--- Material provided ---

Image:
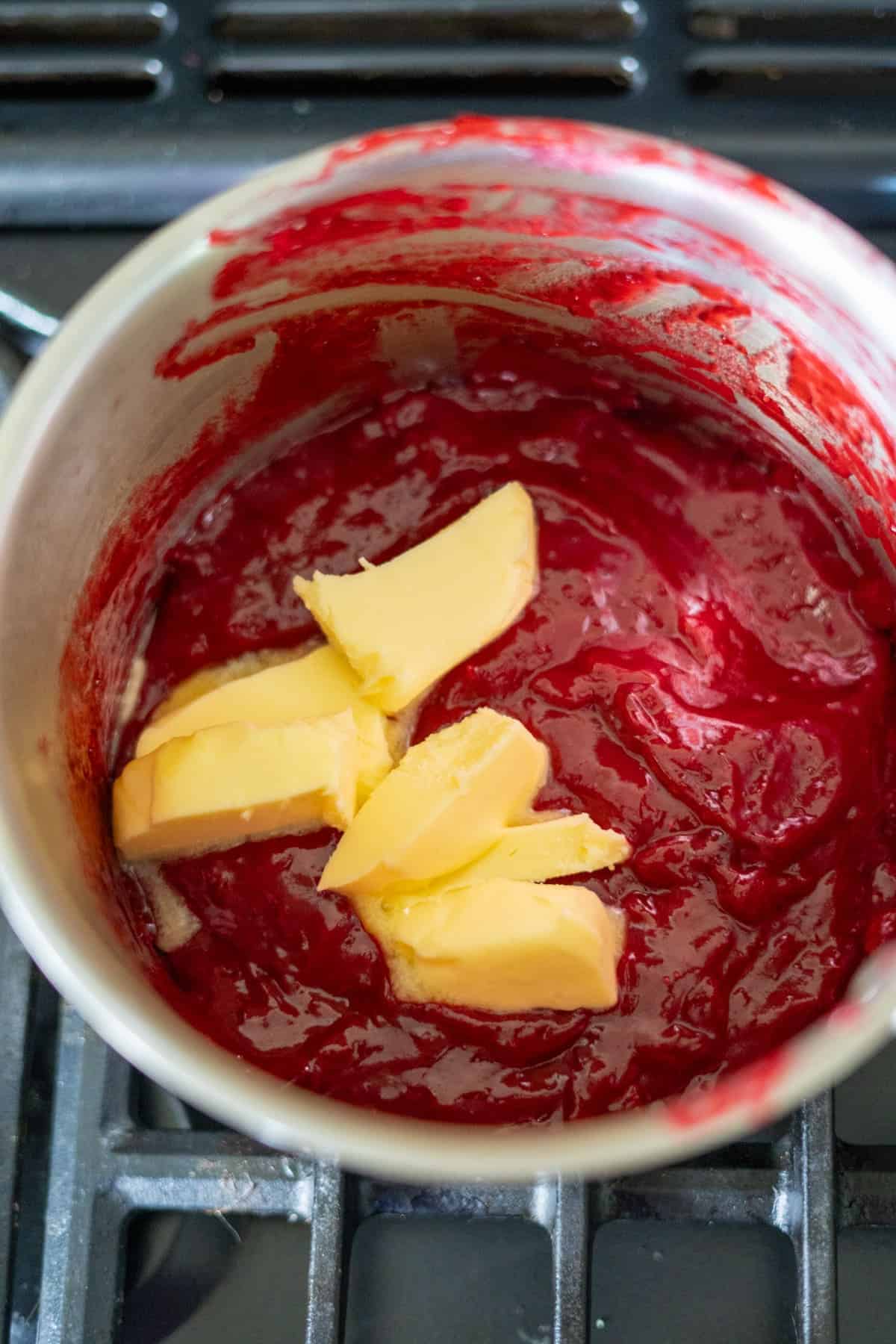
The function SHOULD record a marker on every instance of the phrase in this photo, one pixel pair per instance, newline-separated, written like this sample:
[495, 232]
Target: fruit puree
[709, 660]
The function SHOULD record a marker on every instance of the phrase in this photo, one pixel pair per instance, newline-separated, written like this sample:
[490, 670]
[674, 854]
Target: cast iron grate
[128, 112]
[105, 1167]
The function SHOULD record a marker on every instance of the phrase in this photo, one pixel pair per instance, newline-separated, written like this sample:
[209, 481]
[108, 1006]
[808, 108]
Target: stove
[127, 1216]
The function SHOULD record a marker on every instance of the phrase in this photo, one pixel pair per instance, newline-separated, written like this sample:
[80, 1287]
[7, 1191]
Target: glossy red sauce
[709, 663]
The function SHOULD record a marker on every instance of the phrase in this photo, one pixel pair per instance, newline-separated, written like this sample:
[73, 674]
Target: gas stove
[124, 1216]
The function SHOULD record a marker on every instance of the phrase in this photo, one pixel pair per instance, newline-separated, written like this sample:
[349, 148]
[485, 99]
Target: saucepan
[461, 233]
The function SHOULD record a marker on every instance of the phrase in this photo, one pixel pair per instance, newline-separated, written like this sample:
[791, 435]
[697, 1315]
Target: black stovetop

--- Your assignment ---
Repeat the preceding records exactly but drop the images.

--- Exercise answer ---
Image:
The function SHOULD record a marker on every instance of the phrase in this photo, one pixel pair per instance, newline-separated, written like this sample:
[495, 232]
Target: fruit puree
[709, 660]
The function SHOULD record a marker on every instance of the phrase in this photo, one pixel pair per instance, newline-separated, written like this sample:
[490, 670]
[674, 854]
Target: cast iron grate
[128, 112]
[105, 1167]
The function SHOULD record a marker on every instance of the phrase in this photo, one pixel pair per instance, newline-separated, written like this sample:
[209, 481]
[108, 1006]
[808, 108]
Target: stove
[127, 1216]
The function SHOULD record a marker on every instance of the phrase in this photo, one pixel pair per instance, newline-separated, written like this sample:
[80, 1287]
[7, 1191]
Target: glossy red sauce
[709, 663]
The function SHOULD record a marker on every instance of the phrase in this photo, one pixel pair per instance, newline-separated, written like this sample:
[73, 674]
Target: gas stove
[124, 1216]
The function SHOULD record a marker on every instance of the phrase in this photo, one pixel pair per instance, newline-separated, written like this sample:
[349, 148]
[485, 99]
Target: saucepan
[461, 233]
The function SHOULD record a marker on every instance of the phrase in this photo, one pixel pair per instance, newline-separated, written like this sample:
[791, 435]
[697, 1315]
Target: black stovetop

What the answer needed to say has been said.